> Seitenauszug:
********************
Sieben Jahre nachdem er sich mit seinen Äußerungen über Hitler ins Abseits manövriert hat und von den Festivalverantwortlichen zur Persona non grata erklärt wurde, kehrte der umstrittene dänische Regisseur Lars von Trier 2018 nach Cannes zurück und präsentierte außer Konkurrenz seinen neuen Film „The House That Jack Built“ mit Matt Dillon und Bruno Ganz. Bei der Galapremiere am späten Montagabend wurde der Rückkehrer sehr freundlich begrüßt, aber sein Serienkiller-Thriller sorgte anschließend bei einem Teil des Publikums für heftige Reaktionen. Wie mehrere Quellen übereinstimmend berichten, verließen mehr als 100 Zuschauer vorzeitig den Saal, der Film wurde als „ekelhaft“ und „Folter“ bezeichnet.
Ramin Setodeeh von Variety fotografierte einige der Leute, die die Vorführung vorzeitig verlassen haben. Einen solchen Massenexodus habe er bei einem Festival noch nicht gesehen:
Ein bösartiger Film?
********************
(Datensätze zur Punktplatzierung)
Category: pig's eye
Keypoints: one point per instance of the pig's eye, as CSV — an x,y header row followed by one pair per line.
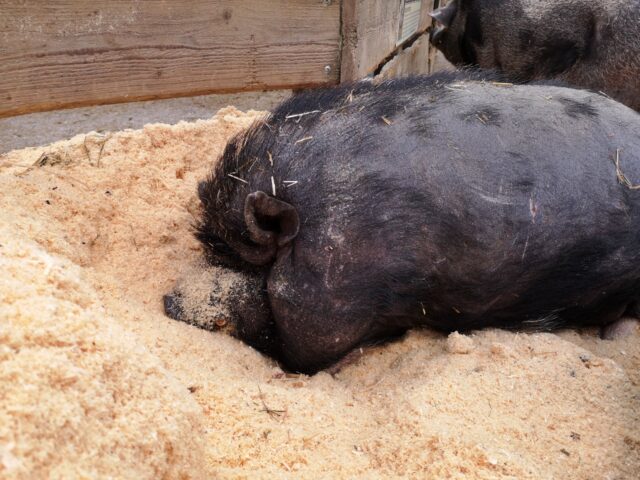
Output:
x,y
219,246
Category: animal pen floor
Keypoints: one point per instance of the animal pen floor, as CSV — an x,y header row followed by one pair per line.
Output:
x,y
95,381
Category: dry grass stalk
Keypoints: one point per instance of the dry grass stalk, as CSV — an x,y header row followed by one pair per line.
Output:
x,y
237,178
622,178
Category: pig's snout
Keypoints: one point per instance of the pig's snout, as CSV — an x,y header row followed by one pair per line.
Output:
x,y
173,306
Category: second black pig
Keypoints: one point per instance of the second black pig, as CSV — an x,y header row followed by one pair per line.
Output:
x,y
587,43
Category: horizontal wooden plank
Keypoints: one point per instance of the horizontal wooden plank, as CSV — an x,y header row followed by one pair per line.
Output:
x,y
370,30
64,53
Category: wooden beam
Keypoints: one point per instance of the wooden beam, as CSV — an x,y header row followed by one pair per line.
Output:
x,y
65,53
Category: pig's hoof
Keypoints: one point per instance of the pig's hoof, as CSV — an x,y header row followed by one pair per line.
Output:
x,y
173,306
623,328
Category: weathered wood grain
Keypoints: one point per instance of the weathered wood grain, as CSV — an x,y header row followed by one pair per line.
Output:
x,y
413,60
370,33
64,53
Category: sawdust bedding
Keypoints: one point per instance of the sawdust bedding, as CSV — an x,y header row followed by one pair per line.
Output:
x,y
96,382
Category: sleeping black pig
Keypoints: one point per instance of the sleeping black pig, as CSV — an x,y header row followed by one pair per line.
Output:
x,y
358,212
587,43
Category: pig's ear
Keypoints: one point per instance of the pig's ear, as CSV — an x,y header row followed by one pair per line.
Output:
x,y
444,15
270,220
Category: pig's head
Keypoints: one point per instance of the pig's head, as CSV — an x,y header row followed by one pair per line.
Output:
x,y
242,229
242,226
456,31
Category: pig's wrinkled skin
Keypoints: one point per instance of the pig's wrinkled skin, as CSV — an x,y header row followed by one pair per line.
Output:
x,y
593,44
439,201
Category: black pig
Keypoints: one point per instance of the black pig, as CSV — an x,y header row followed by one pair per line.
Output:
x,y
586,43
442,201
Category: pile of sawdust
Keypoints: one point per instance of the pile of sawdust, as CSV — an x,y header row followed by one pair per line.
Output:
x,y
96,381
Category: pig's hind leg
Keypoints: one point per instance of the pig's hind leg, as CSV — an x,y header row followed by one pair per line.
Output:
x,y
626,326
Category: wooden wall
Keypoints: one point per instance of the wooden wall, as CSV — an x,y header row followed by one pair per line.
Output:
x,y
66,53
370,30
62,53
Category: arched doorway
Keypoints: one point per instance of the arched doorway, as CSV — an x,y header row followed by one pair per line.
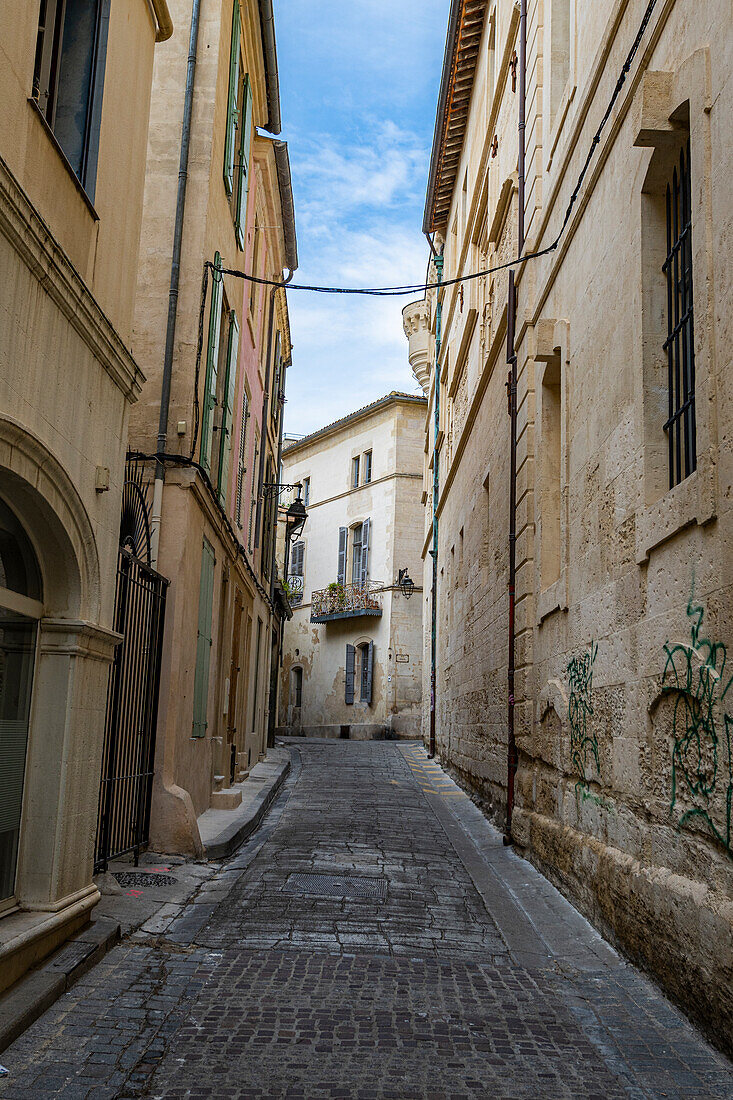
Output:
x,y
21,608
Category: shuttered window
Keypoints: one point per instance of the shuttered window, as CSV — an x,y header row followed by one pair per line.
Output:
x,y
367,671
211,364
243,164
365,531
232,107
356,556
343,546
204,641
351,666
297,559
252,495
228,411
241,466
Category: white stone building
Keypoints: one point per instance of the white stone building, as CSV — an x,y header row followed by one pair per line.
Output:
x,y
352,651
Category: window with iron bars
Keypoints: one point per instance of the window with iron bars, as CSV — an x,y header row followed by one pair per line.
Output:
x,y
679,345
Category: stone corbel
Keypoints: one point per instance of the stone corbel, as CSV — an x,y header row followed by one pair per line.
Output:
x,y
77,638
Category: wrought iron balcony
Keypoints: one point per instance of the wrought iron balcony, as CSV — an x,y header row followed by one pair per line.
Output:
x,y
346,601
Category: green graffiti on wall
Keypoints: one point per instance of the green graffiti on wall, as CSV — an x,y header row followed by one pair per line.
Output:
x,y
583,745
701,743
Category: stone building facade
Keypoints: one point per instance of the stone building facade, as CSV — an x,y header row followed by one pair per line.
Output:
x,y
75,87
352,650
623,696
214,519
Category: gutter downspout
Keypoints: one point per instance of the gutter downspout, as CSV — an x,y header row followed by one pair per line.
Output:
x,y
512,756
164,29
173,293
265,410
436,491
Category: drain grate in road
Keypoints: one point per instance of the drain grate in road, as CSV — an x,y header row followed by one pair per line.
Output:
x,y
143,879
336,886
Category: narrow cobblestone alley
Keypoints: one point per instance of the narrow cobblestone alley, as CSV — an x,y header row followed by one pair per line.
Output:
x,y
433,963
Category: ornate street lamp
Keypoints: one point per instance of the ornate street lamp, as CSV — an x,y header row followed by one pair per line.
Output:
x,y
295,516
406,583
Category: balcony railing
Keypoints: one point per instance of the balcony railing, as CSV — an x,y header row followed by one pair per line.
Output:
x,y
346,601
295,590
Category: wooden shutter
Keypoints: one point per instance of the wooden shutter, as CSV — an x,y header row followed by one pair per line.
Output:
x,y
243,167
211,364
228,415
232,113
343,543
368,655
351,664
364,551
204,641
242,458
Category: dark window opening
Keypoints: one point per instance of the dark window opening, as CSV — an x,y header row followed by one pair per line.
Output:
x,y
679,345
68,77
297,688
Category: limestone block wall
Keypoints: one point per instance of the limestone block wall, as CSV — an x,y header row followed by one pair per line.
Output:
x,y
623,624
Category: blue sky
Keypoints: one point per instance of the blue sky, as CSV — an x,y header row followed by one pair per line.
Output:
x,y
359,86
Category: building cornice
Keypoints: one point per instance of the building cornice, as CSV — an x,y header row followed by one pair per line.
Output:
x,y
21,223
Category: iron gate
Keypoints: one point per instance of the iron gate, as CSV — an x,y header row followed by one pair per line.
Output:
x,y
129,750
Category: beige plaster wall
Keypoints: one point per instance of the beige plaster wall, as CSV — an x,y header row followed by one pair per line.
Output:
x,y
392,503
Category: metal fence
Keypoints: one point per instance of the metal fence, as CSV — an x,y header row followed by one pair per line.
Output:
x,y
129,751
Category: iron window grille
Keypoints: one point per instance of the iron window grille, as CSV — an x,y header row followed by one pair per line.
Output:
x,y
679,345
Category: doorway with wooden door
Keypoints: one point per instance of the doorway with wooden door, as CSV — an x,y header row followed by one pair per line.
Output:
x,y
233,684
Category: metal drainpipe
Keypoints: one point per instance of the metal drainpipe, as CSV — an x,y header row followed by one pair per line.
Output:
x,y
436,490
173,293
265,409
512,757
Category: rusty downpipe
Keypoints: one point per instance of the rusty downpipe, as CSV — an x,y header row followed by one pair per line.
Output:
x,y
512,756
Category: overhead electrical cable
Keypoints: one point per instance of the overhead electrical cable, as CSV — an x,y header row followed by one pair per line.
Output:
x,y
422,287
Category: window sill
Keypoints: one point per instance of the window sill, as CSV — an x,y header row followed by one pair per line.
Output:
x,y
689,503
54,141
********************
> Arbeitsziele:
1 > Schreiben Sie aus dem Seitenauszug den Abschnitt wortgetreu ab, der mit den Worten „Ramin Setodeeh von“ beginnt und mit „Ein bösartiger Film?“ schließt.
2 > Nennen Sie sämtliche Personen, die im Seitenauszug mit Namen erwähnt werden.
3 > Entscheiden Sie für jede Aussage, ob sie mit dem Seitenauszug übereinstimmt, und belegen Sie Ihr Urteil jeweils mit einem wörtlichen Zitat: (a) Lars von Trier zeigte seinen Film im Wettbewerb. (b) Mehr als 100 Zuschauer gingen vor dem Ende der Vorführung hinaus. (c) Der Regisseur wurde bei der Galapremiere feindselig empfangen.
Stützen Sie sich ausschließlich auf den Seitenauszug.

> Lösungen im Einzelnen:
1 >
Ramin Setodeeh von Variety fotografierte einige der Leute, die die Vorführung vorzeitig verlassen haben. Einen solchen Massenexodus habe er bei einem Festival noch nicht gesehen:
Ein bösartiger Film?

2 > Hitler, Lars von Trier, Matt Dillon, Bruno Ganz, Ramin Setodeeh

3 >
(a) Nein: „präsentierte außer Konkurrenz seinen neuen Film“
(b) Ja: „verließen mehr als 100 Zuschauer vorzeitig den Saal“
(c) Nein: „wurde der Rückkehrer sehr freundlich begrüßt“